Quantitative Data Analysis
9 Presenting the Results of Quantitative Analysis
Mikaila Mariel Lemonik Arthur
This chapter provides an overview of how to present the results of quantitative analysis, in particular how to create effective tables for displaying quantitative results and how to write quantitative research papers that effectively communicate the methods used and findings of quantitative analysis.
Writing the Quantitative Paper
Standard quantitative social science papers follow a specific format. They begin with a title page that includes a descriptive title, the author(s)’ name(s), and a 100 to 200 word abstract that summarizes the paper. Next is an introduction that makes clear the paper’s research question, details why this question is important, and previews what the paper will do. After that comes a literature review, which ends with a summary of the research question(s) and/or hypotheses. A methods section, which explains the source of data, sample, and variables and quantitative techniques used, follows. Many analysts will include a short discussion of their descriptive statistics in the methods section. A findings section details the findings of the analysis, supported by a variety of tables, and in some cases graphs, all of which are explained in the text. Some quantitative papers, especially those using more complex techniques, will include equations. Many papers follow the findings section with a discussion section, which provides an interpretation of the results in light of both the prior literature and theory presented in the literature review and the research questions/hypotheses. A conclusion ends the body of the paper. This conclusion should summarize the findings, answering the research questions and stating whether any hypotheses were supported, partially supported, or not supported. Limitations of the research are detailed. Papers typically include suggestions for future research, and where relevant, some papers include policy implications. After the body of the paper comes the works cited; some papers also have an Appendix that includes additional tables and figures that did not fit into the body of the paper or additional methodological details. While this basic format is similar for papers regardless of the type of data they utilize, there are specific concerns relating to quantitative research in terms of the methods and findings that will be discussed here.

----------

• [What you will do]:
1. Reproduce everything in the passage on writing quantitative papers from "Quantitative Data Analysis" down to "of quantitative analysis.".
2. Return each line of the records that contains the word "feather".
The passage and the records that follow it come from unrelated sources.

• [Dataset rows]:
----------

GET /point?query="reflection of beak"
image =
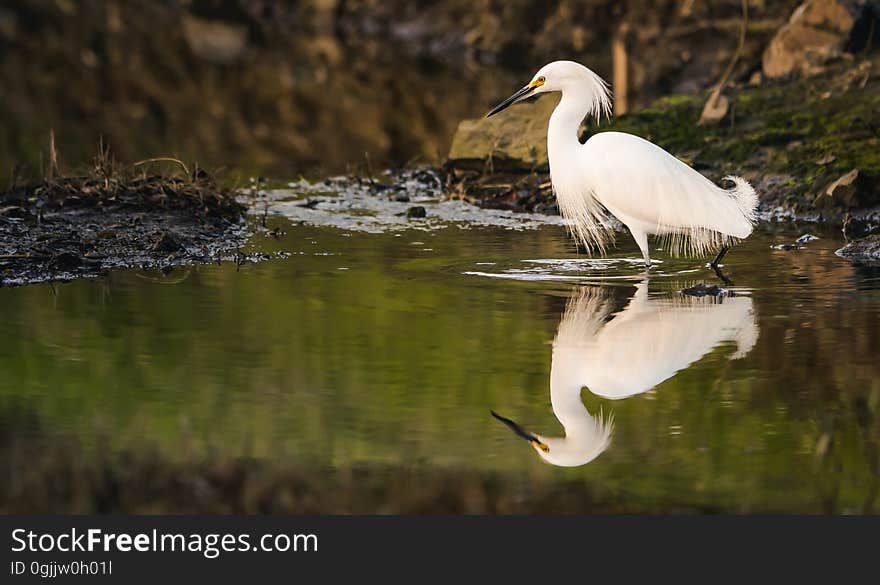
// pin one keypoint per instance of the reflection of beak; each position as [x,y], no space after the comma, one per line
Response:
[520,95]
[535,441]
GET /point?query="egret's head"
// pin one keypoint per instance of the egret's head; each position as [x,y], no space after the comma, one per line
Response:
[583,445]
[556,76]
[534,440]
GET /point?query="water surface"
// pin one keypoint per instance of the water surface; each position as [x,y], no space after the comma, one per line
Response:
[391,348]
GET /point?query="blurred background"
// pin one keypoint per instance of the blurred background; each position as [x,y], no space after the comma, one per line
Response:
[319,86]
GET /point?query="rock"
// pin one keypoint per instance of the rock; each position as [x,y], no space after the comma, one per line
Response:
[805,239]
[866,251]
[515,139]
[416,212]
[703,290]
[715,110]
[65,261]
[214,41]
[167,242]
[817,32]
[855,228]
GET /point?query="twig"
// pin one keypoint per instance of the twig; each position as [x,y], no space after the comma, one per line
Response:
[716,92]
[162,159]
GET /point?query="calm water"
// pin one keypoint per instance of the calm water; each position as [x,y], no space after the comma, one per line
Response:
[392,348]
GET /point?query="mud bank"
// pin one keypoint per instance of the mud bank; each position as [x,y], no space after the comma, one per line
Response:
[73,227]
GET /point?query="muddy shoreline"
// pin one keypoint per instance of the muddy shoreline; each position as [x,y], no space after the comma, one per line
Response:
[65,228]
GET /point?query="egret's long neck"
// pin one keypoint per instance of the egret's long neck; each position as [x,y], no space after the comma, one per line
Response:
[565,398]
[565,123]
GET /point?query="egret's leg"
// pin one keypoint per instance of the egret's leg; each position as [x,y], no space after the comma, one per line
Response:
[642,240]
[721,254]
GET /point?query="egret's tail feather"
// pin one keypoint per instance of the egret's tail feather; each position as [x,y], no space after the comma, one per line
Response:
[722,218]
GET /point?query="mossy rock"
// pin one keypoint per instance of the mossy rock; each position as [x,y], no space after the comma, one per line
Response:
[515,140]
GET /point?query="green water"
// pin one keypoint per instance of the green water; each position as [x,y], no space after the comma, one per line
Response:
[390,349]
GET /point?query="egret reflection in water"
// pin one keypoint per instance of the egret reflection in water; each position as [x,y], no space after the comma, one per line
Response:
[632,352]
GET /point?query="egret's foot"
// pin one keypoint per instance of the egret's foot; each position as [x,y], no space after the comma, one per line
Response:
[721,254]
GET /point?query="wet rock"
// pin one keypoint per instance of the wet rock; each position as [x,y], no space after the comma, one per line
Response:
[65,261]
[865,251]
[217,42]
[513,140]
[703,290]
[851,190]
[805,239]
[855,228]
[167,242]
[817,32]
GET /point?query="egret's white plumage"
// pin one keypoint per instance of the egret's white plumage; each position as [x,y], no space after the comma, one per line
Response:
[645,343]
[646,188]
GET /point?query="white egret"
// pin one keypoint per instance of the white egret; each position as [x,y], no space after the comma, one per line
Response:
[640,347]
[646,188]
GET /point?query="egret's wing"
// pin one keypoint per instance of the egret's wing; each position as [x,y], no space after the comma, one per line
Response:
[646,187]
[633,353]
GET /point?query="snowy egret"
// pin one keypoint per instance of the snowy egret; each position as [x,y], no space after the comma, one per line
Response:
[640,347]
[646,188]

----------

• [Task-by-task answers]:
1.
Quantitative Data Analysis
9 Presenting the Results of Quantitative Analysis
Mikaila Mariel Lemonik Arthur
This chapter provides an overview of how to present the results of quantitative analysis, in particular how to create effective tables for displaying quantitative results and how to write quantitative research papers that effectively communicate the methods used and findings of quantitative analysis.

2.
GET /point?query="egret's tail feather"
// pin one keypoint per instance of the egret's tail feather; each position as [x,y], no space after the comma, one per line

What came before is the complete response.